Copy the lines from the first one through the line containing "list of [x,y]", including both, keeping every character unchanged.

Shape labeling lines:
## start

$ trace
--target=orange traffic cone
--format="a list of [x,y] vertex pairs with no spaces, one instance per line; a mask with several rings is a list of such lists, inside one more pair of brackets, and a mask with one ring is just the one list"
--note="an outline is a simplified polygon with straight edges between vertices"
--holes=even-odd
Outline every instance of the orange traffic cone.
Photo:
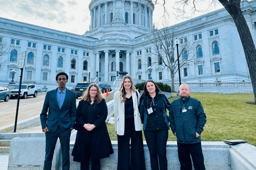
[[108,89],[106,89],[106,97],[109,96],[109,91],[108,91]]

## end

Worked solution:
$ trace
--target=orange traffic cone
--format="a list of [x,y] vertex pairs with no spaces, one instance per line; a mask with several rings is a list of such lists, inside one more pair of brackets, and a mask with one ring is just the one list"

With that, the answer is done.